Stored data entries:
----
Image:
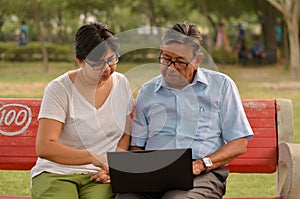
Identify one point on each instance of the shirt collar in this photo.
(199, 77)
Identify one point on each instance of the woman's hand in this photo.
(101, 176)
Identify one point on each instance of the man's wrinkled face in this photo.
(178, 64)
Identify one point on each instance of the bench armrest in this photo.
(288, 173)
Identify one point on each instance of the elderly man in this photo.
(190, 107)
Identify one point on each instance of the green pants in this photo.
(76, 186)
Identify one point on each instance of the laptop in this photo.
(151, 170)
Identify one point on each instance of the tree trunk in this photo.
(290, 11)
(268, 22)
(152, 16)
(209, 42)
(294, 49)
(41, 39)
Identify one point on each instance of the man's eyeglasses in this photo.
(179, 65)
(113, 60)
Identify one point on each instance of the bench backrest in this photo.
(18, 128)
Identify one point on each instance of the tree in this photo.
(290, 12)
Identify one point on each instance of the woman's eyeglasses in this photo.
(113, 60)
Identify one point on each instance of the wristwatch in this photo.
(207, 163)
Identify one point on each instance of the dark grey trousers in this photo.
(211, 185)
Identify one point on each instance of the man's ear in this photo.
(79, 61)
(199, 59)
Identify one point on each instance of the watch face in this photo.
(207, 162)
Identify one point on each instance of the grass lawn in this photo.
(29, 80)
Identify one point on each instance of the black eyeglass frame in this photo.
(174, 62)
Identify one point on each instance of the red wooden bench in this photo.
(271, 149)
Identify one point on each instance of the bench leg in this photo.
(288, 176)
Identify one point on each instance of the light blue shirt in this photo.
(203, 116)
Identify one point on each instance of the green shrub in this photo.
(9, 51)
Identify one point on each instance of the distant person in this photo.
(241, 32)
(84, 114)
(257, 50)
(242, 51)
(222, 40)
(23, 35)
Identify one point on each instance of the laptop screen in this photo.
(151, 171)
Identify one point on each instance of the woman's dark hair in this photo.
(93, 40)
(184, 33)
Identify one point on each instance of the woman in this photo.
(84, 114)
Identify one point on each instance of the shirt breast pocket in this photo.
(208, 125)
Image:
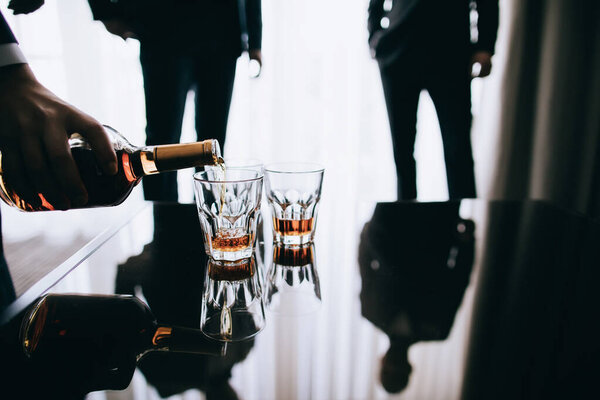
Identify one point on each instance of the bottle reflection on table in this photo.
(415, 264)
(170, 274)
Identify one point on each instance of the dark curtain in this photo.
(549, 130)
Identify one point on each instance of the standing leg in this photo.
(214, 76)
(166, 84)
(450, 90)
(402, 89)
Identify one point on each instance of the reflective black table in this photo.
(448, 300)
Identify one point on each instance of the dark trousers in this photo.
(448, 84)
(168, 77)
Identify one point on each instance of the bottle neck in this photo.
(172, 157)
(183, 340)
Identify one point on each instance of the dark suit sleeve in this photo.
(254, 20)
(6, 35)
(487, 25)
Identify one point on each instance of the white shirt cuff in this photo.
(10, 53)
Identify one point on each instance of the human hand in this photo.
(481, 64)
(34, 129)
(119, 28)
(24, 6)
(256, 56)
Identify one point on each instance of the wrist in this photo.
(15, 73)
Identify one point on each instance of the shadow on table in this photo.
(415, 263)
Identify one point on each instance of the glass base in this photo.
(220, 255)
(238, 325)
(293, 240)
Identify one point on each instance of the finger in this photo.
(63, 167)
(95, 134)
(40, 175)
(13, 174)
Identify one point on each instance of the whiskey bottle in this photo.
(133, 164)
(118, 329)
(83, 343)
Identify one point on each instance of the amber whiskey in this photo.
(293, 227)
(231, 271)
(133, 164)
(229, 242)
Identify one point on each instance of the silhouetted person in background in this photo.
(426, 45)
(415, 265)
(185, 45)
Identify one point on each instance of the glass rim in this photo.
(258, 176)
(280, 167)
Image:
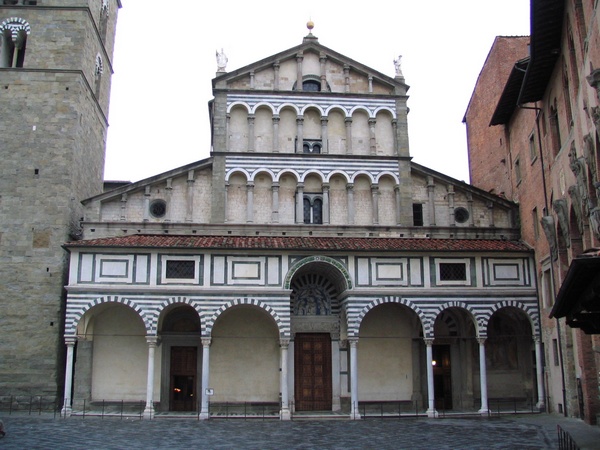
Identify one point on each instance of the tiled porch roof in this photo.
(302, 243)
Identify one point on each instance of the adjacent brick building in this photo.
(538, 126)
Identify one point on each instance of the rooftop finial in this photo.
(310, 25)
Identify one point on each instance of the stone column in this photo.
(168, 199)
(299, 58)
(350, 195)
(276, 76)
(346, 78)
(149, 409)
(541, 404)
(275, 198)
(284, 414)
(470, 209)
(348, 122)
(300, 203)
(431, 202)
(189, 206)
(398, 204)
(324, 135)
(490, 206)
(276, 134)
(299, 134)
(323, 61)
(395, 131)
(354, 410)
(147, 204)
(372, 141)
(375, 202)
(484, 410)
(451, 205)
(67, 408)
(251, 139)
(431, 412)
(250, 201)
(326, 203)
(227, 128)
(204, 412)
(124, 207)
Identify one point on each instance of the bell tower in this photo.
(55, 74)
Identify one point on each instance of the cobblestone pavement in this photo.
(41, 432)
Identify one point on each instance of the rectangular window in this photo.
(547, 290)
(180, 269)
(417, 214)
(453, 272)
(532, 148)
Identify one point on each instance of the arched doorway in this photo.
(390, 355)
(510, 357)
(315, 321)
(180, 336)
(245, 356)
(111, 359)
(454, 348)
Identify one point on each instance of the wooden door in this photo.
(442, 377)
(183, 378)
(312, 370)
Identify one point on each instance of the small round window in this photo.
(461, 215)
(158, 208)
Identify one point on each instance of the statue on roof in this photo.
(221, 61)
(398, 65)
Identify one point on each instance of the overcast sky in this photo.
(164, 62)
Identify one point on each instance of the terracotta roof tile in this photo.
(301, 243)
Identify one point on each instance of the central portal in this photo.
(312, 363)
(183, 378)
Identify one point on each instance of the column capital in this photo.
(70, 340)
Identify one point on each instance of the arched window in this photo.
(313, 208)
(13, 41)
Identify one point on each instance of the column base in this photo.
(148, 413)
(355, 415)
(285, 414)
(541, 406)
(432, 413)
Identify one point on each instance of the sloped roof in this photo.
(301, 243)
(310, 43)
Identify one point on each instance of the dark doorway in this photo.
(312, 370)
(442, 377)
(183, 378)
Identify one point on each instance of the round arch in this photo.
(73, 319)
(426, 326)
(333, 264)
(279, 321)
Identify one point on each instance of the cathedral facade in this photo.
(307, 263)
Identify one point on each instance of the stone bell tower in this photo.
----
_ACTIVITY:_ Give an exact reproduction of the lines from the one with "Identify one point on each instance of the small" to the final line of the entries, including both.

_ANSWER TO THIS EXERCISE:_
Identify one point on each instance of the small round window in this photo.
(461, 215)
(158, 208)
Identify one point on each instance of the statue on roof in this photo.
(221, 61)
(398, 65)
Identify one point on each instance of the overcast sky in this photo.
(164, 62)
Identify one point on each instance of the terracotta roof tile in this photo.
(301, 243)
Identify one point on each instance of the central portal in this photo.
(312, 363)
(183, 378)
Identify one point on each instance of the column capital in this photo.
(70, 340)
Identify one point on each instance of the arched window in this photo.
(313, 208)
(13, 41)
Identify one point on each instance of the column base in this photo.
(148, 413)
(355, 415)
(285, 414)
(541, 406)
(432, 413)
Identify one point on each instance of the sloped roof in this photo.
(301, 243)
(310, 43)
Identify one point on each instance of the dark doorway in this photo.
(312, 370)
(442, 377)
(183, 378)
Identify one point on each instance of the round arch in this photo.
(73, 319)
(426, 326)
(333, 264)
(279, 321)
Identify one point on each instance of the cathedral facade in this photo.
(307, 263)
Identify one point on each instance of the stone bell tower in this photo.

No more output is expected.